(Given instruction) Copy the stretch of the listing below from the line containing "Exercise. For every instance of the white porch" through the line containing "[(79, 206)]", both included, scaling every pixel coordinate in the answer by a factor of 2.5 and rounding each to a whole number, halves up. Keep the request and its sample coordinates as they are.

--- BEGIN Raw records ---

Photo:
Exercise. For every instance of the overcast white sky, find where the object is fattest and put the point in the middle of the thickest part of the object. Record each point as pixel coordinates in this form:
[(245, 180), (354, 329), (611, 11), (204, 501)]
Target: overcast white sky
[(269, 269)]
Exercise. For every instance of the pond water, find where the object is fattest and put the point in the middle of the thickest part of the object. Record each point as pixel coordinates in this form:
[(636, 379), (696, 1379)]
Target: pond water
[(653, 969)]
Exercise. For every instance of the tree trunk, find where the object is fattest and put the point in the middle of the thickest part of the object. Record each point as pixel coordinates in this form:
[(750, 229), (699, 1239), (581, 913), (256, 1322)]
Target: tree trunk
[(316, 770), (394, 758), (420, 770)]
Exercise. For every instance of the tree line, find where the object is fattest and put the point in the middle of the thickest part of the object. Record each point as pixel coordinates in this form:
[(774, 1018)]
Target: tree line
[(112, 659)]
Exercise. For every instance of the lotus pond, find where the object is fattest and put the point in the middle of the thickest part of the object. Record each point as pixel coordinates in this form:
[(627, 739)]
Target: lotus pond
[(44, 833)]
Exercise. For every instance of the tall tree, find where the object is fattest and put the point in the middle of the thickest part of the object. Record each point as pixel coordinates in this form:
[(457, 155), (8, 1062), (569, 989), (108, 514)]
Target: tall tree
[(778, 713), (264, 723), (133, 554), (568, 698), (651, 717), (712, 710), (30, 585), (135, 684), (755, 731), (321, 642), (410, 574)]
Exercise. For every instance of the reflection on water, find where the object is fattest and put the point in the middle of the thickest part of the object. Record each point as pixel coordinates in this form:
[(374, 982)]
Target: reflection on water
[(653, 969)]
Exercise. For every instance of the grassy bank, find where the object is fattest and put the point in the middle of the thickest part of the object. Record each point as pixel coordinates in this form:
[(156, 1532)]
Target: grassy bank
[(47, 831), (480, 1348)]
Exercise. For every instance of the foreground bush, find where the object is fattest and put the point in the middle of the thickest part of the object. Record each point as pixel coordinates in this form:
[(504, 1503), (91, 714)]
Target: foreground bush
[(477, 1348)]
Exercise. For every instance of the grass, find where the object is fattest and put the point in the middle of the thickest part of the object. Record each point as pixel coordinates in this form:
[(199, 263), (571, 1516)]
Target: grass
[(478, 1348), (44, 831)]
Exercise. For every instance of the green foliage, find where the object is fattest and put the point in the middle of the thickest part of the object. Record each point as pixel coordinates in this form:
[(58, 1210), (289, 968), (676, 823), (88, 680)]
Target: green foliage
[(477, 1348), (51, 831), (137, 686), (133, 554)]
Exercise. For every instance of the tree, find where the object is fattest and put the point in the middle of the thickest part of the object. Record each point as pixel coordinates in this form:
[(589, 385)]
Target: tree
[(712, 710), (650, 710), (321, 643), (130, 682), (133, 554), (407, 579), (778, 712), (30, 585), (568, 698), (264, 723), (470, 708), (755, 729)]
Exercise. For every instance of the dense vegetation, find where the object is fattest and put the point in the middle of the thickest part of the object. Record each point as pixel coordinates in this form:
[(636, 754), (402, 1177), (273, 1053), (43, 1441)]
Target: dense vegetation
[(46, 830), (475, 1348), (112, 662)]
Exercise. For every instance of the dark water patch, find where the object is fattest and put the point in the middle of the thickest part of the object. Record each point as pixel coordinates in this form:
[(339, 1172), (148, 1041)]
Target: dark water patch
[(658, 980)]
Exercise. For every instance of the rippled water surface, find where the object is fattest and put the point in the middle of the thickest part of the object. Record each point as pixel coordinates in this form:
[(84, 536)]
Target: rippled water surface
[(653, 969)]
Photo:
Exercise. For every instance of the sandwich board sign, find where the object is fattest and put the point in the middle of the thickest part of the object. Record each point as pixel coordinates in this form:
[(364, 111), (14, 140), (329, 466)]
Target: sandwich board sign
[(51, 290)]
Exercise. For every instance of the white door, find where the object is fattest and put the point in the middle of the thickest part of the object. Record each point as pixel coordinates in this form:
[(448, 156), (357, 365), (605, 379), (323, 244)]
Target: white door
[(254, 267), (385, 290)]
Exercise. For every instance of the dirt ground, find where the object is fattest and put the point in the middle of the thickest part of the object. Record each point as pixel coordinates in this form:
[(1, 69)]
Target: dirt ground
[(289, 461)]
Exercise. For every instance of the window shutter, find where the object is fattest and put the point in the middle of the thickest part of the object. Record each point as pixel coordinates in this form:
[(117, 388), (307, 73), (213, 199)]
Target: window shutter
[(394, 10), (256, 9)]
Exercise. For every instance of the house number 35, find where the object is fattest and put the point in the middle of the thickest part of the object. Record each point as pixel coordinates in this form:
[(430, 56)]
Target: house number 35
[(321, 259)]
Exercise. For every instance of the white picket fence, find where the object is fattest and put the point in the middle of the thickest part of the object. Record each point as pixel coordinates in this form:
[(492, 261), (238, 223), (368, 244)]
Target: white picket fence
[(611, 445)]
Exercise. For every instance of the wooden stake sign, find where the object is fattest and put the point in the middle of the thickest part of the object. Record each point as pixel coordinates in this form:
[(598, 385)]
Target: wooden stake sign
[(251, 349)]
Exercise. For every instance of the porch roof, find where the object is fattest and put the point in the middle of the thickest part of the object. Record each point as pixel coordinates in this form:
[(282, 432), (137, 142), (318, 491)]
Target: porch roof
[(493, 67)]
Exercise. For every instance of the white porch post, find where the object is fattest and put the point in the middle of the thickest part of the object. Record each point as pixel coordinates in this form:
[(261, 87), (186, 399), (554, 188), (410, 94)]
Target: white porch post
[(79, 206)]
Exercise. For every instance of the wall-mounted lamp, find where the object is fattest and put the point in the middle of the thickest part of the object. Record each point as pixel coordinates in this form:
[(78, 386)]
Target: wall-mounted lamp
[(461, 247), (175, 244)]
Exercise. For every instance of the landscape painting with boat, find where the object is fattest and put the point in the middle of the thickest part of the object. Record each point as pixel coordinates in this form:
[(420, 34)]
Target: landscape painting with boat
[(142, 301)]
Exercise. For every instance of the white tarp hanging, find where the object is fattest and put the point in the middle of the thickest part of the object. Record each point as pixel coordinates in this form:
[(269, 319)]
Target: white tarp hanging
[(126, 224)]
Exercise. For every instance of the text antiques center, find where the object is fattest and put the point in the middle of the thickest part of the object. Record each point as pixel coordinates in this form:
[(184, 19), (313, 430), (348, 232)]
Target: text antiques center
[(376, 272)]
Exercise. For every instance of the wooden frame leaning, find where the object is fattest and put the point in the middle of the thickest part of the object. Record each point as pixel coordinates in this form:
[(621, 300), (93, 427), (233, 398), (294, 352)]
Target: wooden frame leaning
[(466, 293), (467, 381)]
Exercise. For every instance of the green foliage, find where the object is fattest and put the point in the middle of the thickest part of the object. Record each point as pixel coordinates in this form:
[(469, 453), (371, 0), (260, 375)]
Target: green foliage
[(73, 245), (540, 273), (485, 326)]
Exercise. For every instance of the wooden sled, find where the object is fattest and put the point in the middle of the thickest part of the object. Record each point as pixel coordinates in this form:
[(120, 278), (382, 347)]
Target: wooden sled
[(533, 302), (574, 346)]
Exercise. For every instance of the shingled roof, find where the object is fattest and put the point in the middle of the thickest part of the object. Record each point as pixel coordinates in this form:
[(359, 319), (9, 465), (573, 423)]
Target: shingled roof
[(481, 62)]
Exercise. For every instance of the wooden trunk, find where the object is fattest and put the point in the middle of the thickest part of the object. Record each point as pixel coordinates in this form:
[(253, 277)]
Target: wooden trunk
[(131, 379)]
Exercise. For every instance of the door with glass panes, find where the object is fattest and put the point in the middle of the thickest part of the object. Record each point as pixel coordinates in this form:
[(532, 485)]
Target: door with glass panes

--- END Raw records ---

(Answer to this exercise)
Exercise. For every instance of the white porch post, find where the object is fattest and put the point in the middle of the thickest part of the object. Record each point as pixel coordinates in this form:
[(261, 87), (186, 399), (554, 188), (410, 94)]
Target: white porch post
[(198, 515)]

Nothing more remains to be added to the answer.